**Material for this task**
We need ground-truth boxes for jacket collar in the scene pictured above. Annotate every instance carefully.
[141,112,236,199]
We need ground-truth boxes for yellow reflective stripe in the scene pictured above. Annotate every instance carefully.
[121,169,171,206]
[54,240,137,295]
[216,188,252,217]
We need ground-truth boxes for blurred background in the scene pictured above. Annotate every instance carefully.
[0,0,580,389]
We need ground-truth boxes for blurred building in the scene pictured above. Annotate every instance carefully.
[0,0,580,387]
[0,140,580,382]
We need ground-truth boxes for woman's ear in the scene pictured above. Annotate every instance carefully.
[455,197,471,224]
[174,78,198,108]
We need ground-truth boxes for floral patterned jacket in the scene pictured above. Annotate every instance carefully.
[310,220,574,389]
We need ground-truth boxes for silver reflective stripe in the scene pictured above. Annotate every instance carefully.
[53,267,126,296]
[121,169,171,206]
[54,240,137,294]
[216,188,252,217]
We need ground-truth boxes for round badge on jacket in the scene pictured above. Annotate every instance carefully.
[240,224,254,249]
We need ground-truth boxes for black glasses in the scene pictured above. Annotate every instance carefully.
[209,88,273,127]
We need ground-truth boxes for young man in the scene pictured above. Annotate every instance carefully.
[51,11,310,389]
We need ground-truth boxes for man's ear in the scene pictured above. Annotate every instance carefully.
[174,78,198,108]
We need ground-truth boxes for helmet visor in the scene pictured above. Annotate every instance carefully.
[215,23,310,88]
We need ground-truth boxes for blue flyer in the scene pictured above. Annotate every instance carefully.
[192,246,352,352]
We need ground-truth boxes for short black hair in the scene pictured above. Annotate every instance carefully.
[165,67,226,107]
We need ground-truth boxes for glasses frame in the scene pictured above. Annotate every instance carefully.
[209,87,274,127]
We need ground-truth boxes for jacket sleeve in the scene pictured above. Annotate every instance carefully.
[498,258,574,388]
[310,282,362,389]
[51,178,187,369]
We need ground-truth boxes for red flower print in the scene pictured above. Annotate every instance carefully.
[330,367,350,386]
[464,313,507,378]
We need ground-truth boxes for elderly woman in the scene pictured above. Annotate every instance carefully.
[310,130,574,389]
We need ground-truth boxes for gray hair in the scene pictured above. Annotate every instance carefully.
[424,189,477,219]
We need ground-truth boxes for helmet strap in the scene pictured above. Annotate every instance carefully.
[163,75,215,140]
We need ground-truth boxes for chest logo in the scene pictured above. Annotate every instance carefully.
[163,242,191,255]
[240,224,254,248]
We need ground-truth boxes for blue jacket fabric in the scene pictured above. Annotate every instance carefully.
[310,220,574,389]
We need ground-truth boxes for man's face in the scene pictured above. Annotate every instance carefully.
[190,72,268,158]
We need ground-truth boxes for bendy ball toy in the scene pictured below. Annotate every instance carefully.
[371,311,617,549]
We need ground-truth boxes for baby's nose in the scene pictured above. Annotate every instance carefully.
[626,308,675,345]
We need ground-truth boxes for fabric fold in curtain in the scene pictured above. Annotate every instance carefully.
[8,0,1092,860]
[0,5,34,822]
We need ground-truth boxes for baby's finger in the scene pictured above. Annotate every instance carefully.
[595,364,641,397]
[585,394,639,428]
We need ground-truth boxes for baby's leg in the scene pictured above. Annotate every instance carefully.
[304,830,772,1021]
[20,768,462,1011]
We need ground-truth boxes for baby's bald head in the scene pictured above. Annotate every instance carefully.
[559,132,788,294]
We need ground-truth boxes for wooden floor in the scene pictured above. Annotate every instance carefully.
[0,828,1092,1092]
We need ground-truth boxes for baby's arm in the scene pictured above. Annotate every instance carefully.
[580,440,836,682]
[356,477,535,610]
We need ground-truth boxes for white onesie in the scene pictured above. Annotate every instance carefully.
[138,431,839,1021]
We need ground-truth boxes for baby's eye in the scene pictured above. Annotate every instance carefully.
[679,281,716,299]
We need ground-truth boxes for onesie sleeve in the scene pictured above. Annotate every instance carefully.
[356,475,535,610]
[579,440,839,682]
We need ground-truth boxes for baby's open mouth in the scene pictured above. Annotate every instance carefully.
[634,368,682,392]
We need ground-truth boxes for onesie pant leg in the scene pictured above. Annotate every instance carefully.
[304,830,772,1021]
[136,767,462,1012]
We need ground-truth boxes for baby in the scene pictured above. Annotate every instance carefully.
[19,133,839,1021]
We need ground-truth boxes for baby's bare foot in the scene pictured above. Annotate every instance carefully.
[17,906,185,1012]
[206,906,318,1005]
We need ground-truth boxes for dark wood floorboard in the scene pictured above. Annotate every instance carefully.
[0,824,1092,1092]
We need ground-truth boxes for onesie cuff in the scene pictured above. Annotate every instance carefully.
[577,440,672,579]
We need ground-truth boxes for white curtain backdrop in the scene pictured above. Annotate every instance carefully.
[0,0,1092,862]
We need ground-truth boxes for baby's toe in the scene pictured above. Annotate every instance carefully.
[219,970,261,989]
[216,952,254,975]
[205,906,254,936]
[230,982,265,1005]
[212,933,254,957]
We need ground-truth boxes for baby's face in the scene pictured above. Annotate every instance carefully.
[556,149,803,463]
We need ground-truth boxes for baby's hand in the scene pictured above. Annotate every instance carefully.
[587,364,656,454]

**Challenge**
Copy out each line above, character for character.

**Written solution**
We need ground-truth boxes for jacket collar in the scene pictured above. Annotate every instance carefully.
[141,112,236,199]
We need ground-truth boxes for yellow reflective stripe in the scene pictured above. Annotate every instance carefully.
[121,169,171,206]
[54,240,137,295]
[216,188,252,217]
We need ground-truth boxes for blurred background in the scene pictured above. Annotate every instance carefully.
[0,0,580,389]
We need ground-truth boxes for blurred building in the scene pictured above. Annotate every instance carefully.
[0,0,580,387]
[0,140,580,382]
We need ground-truth boxes for woman's ear in the scene pictured above. Annotate every instance carefully.
[455,197,471,224]
[174,78,198,108]
We need ground-truth boxes for floral patterned jacket in the scene pictured above. Annotate every instance carefully.
[310,220,574,389]
We need ground-truth boxes for silver reflective stripe in the scene pictured above. Annotate every instance carefully.
[53,267,126,296]
[121,169,171,206]
[54,240,137,294]
[216,188,252,217]
We need ground-truth boxes for round badge on jacket in the scene pictured above. Annotate every instance carefully.
[240,224,254,249]
We need ground-truth boxes for black glasses in the scene pictured above. Annotate every instance carefully.
[209,88,273,127]
We need ground-truth boxes for young man in the scene pictured above. Annotate every instance carefully.
[51,11,310,389]
We need ground-truth boxes for man's ear in the scene pictured above. Annotate every instance carefully.
[174,78,198,108]
We need ground-truth boxes for helmet visor in the scene pictured above. Annotate every instance carefully.
[215,23,310,88]
We need ground-truth boxes for blue flyer in the scene pictured above. Annotate every instance carefully.
[192,246,352,352]
We need ground-truth boxes for short black hair in the scene pictured above. Annotate every instance carefully.
[165,67,226,107]
We need ground-truth boxes for glasses frame in the scene pictured above. Annotate every instance carefully.
[209,87,274,127]
We need ground-truth boxes for jacket sleeve in the scene pictured above. Annotate every instance carefully.
[498,258,574,388]
[310,282,362,389]
[51,178,187,369]
We need ground-truth boxes for red flower print in the scene pictured above. Annotate every instance carefully.
[330,367,350,386]
[464,313,507,378]
We need ground-truth boxes for elderly woman in the scene pictured above. Annotate every instance carefully.
[310,130,574,389]
We need ground-truth boxes for gray hair in the scene pictured above. Annotate every instance carefully.
[424,189,477,219]
We need ground-truth boxes for helmet strap in the scene pictured above. Annotate every instance carefully.
[163,75,215,140]
We need ground-truth boxes for chest logo in the scene pictured above. Annotate every instance carefully.
[163,242,191,255]
[240,224,254,248]
We need ground-truth boxes for blue jacket fabric in the scene pictured above. Annotate every instance carefully.
[310,220,574,389]
We need ground-truth boxes for man's face in the scene pictured above. Annotate every instance carefully.
[190,72,268,158]
We need ground-truth boxes for bendy ball toy in the scene pictured below. Annotate every instance carefully.
[371,311,617,549]
We need ground-truth boxes for baby's nose in the scene pictured above. Annotate every instance carefully.
[626,308,675,345]
We need ground-truth boxes for fabric fold in curtain in the scene pictured above. Annotate every instance carefully.
[8,0,1092,860]
[0,5,34,822]
We need ground-truth boxes for baby's finger in the scene pictured above. Annotate every instance carefully.
[595,364,641,397]
[585,394,639,428]
We need ground-truth boxes for baby's leg in the scene pictured above. Annotate every instance carefully.
[304,830,772,1021]
[20,768,462,1011]
We need ground-truth boxes for baby's bald head in the scene pictured above. Annotate every instance carefully.
[559,132,788,294]
We need ground-truth boxes for wooden floor in the scene pictured above. Annotate every instance carefully.
[0,828,1092,1092]
We need ground-truth boxes for baby's arm in the scene pictured above. Annotate every instance carefully.
[580,440,836,682]
[356,477,535,610]
We need ground-truth boxes for white onesie in the scene pictured above. Annotate every instance carefully.
[138,431,839,1021]
We need ground-truth boxes for baby's eye in the scene pictured above. Annotate every instance carefully.
[679,281,716,299]
We need ground-truth boxes for onesie sleeve in the scene pictured above. Annotate every instance carefully.
[356,475,535,610]
[579,440,839,682]
We need ground-truth boxes for baby's open mouth in the scene pictured above. Annotate every instance carefully.
[634,368,682,392]
We need ground-truth boxes for onesie pant leg in the scene pictured above. Annotate every instance carefully.
[304,830,772,1021]
[136,767,462,1012]
We need ground-truth boxes for baby in the scene pictured above. Annotate every instance carefully.
[19,133,839,1021]
We need ground-truth boxes for baby's bare foot in the scene pictured above. Annotate every instance carefully.
[17,906,185,1012]
[206,906,318,1005]
We need ground-truth boxes for dark wood floorboard in the scene pictured above. Annotate every instance carefully.
[0,824,1092,1092]
We need ground-truth boxes for onesie cuff in the scene pictured above. Annotate every instance carefully.
[577,440,672,579]
We need ground-truth boxes for white curtain backdrop in the scene pictured above. Annotate every instance carefully.
[0,0,1092,862]
We need ground-truth boxes for baby's toe in the scene pictured above. Annotate every instance carefully.
[219,970,261,989]
[216,952,254,975]
[205,906,254,936]
[230,982,265,1005]
[212,933,254,957]
We need ground-truth boxes for baby's face in the scene pictured above. Annotate every instance carefully.
[556,149,803,463]
We need ground-truth boxes for baby's hand in the scene pictured above. Annotate every instance carefully.
[587,364,656,454]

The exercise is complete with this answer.